======== Passage provided ========

The Numbers Tell Torture Survivors’ Stories of Healing

Tuesday, July 25, 2017

Esayas Kiflom is program evaluation officer, CVT Ethiopia

In my work analyzing data, I don’t often meet the survivors we care for face to face, but their stories matter to me and inform our work. I work with client data every day; it is my role to read the history of every survivor we see here in the refugee camps in northern Ethiopia. No other roles at CVT have this responsibility. It is really challenging to read the trauma and torture stories; yet, here is where I feel I am part of the rehabilitation process.

I work on monitoring and evaluation, which measures the progress clients make through CVT’s therapeutic work. To measure this, we do an assessment during clients’ intake process, and then we follow up and collect information after clients have completed their counseling. When I compile these numbers, I see the picture of healing. The numbers show the level of symptoms, which include symptoms of depression and post-traumatic stress disorder (PTSD), for example, before and after clients have finished the group counseling sessions. And clients show notable improvement on their symptom levels. In these numbers, they see that they have moved from a very dark place to a lighter place. They have transformed to a better life. With my numbers, I show that this is happening.

Before I joined CVT, I worked as a socioeconomic researcher at the Relief Society of Tigray, an Ethiopian NGO. While there, I conducted surveys and assessments related to socioeconomics, nutrition, livelihood, health, agriculture and more. The job involved a lot of data analysis and data entry. In this role, however, changes experienced by beneficiaries were not visible to me. I was told that at CVT, I would be able to do something really unique – I would be able to look at changes, as we say, in the face. CVT has research built right into the organization and our processes. So I was really glad to join CVT.

The job is a lot of analysis. In addition to monitoring and evaluation, I also prepare monthly and quarterly reports for funders and the Ethiopian agency responsible for the camps, and I work on internal training on use of the data forms, so that the clinical team collects data properly. It’s my job to review every assessment they do, so I work with the clinicians on accuracy and corrections. This is another area that is rewarding for me: after I conduct two or three trainings, I see a change in the way information is gathered for clients. I feel good that I’m part of that change.

The client data analysis is the largest part of my job. I regularly see that after going through the group counseling sessions, most clients agree that the clinical information has helped. Among clients who consent to share their data, we see 92% improvement in symptoms. As an example, there could be a few cases of suicidal ideation – sometimes a few people had thought of harming themselves. But by the end of counseling, when we conduct an assessment, the thoughts are eliminated. These people take steps to rebuild their lives; they connect with the community and some perhaps try to find a job in the camp. That is real progress. And for me, when I see that someone who was thinking of suicide has no more thoughts of this – that is very rewarding personally.

========

> **What you are asked to do**:
List the subjects that the article on measuring torture survivors' healing says its writer's surveys and assessments covered at the Relief Society of Tigray.

======== Dataset content ========

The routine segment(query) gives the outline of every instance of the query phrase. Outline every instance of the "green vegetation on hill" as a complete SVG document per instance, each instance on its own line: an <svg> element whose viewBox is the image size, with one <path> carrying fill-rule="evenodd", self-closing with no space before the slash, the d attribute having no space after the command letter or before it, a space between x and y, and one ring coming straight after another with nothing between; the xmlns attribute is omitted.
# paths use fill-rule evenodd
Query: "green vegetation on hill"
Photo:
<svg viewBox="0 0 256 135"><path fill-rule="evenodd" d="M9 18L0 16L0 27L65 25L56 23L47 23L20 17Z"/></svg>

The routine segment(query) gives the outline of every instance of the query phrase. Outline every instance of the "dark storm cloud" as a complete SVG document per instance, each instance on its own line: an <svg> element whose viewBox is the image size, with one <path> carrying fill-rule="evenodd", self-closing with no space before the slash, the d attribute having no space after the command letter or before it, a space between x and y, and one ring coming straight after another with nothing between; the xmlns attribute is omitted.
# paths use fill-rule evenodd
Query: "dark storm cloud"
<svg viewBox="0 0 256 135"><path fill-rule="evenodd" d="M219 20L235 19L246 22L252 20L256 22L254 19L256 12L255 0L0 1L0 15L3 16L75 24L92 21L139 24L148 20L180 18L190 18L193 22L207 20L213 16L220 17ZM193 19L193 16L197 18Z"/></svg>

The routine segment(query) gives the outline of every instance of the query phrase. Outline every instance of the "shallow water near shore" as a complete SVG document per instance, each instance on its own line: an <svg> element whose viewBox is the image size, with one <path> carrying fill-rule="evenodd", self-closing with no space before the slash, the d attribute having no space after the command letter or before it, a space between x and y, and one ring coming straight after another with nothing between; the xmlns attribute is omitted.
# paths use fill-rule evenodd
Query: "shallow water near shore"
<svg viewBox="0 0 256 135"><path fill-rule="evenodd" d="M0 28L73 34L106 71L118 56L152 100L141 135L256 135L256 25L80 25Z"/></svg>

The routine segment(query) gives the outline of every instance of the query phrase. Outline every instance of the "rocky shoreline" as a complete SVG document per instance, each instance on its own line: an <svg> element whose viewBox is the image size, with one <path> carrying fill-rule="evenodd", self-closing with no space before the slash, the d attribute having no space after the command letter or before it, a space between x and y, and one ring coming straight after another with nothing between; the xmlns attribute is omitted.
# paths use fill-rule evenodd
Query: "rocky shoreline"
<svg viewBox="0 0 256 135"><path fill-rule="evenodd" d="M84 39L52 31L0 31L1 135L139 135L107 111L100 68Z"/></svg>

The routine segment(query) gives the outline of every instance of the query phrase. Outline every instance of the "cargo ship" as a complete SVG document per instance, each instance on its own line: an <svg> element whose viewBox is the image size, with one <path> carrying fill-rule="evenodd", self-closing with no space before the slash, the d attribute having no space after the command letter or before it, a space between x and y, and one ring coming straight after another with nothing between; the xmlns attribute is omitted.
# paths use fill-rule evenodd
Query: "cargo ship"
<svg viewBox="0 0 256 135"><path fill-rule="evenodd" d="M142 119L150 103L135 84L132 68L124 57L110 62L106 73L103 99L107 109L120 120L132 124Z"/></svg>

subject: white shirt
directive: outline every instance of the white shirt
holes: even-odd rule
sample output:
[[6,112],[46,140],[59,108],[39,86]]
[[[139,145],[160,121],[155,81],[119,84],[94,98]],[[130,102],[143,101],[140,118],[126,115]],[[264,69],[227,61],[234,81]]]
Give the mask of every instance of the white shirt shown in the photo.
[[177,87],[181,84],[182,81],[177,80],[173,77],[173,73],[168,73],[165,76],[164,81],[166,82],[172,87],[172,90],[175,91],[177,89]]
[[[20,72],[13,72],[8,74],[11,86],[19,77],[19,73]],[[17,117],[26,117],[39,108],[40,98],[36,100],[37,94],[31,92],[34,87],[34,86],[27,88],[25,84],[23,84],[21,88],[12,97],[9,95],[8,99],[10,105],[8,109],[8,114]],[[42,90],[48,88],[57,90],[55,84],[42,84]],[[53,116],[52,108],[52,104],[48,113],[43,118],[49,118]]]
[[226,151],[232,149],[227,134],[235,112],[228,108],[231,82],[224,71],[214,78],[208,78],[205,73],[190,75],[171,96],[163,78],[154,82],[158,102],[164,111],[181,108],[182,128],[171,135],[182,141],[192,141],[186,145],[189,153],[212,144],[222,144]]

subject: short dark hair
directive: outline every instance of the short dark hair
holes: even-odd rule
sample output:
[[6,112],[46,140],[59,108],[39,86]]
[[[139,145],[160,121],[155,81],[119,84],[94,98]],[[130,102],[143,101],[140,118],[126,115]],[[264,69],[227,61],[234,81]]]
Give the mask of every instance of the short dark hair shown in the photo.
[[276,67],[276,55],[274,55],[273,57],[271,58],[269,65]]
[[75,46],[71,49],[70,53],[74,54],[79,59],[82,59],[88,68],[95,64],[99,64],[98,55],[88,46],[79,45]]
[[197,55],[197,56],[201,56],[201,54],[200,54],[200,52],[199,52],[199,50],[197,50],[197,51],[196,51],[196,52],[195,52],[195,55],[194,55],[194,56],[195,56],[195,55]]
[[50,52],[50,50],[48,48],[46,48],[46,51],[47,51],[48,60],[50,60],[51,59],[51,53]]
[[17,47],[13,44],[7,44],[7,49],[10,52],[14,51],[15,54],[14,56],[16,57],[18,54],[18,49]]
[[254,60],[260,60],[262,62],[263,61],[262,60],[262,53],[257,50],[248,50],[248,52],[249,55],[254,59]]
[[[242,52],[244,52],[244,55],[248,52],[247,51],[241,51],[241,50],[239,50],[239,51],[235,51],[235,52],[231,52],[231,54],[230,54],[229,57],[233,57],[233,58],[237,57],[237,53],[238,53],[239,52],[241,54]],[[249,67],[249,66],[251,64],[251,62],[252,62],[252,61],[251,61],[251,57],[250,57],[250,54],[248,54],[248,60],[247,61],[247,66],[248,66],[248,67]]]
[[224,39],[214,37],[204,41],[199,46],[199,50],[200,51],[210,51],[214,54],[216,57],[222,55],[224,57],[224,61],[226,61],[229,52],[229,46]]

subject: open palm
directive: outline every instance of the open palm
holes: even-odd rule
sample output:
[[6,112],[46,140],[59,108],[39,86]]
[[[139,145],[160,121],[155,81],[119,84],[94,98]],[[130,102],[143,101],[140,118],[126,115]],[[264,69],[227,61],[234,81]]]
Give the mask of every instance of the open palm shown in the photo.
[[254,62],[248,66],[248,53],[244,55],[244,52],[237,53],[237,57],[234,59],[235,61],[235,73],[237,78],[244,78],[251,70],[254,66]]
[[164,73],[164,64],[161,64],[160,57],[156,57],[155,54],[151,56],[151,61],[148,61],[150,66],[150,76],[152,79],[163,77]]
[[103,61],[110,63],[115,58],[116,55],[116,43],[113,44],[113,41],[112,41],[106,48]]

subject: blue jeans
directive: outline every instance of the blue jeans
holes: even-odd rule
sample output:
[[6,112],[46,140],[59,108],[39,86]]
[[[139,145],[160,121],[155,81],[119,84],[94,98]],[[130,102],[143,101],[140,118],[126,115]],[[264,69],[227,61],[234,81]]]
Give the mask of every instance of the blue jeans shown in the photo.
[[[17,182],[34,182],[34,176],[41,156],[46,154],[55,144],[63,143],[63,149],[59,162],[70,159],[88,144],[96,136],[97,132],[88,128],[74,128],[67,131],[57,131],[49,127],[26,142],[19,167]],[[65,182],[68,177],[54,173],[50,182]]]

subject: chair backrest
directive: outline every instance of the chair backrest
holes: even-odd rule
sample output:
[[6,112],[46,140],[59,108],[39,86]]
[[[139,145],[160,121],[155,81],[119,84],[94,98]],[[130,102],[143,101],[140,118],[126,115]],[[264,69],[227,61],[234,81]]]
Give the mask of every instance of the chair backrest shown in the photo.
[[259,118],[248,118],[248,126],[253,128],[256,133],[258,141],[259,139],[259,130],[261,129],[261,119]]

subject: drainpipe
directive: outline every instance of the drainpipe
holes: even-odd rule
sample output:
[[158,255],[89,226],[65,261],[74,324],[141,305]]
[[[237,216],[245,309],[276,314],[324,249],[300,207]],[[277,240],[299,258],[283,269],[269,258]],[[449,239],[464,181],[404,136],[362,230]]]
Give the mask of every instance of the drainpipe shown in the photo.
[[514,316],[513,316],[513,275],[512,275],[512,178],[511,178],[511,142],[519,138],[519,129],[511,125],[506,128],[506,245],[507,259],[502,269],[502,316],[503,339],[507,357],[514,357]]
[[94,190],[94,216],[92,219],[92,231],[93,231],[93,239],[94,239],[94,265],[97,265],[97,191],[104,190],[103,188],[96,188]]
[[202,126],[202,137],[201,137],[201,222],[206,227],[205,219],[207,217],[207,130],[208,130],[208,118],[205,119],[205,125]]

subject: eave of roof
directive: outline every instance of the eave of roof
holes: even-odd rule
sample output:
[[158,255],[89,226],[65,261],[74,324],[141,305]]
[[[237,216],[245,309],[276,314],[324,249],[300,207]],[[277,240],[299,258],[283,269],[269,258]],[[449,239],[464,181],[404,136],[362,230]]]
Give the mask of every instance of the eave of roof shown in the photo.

========

> **Answer section**:
Socioeconomics, nutrition, livelihood, health, and agriculture.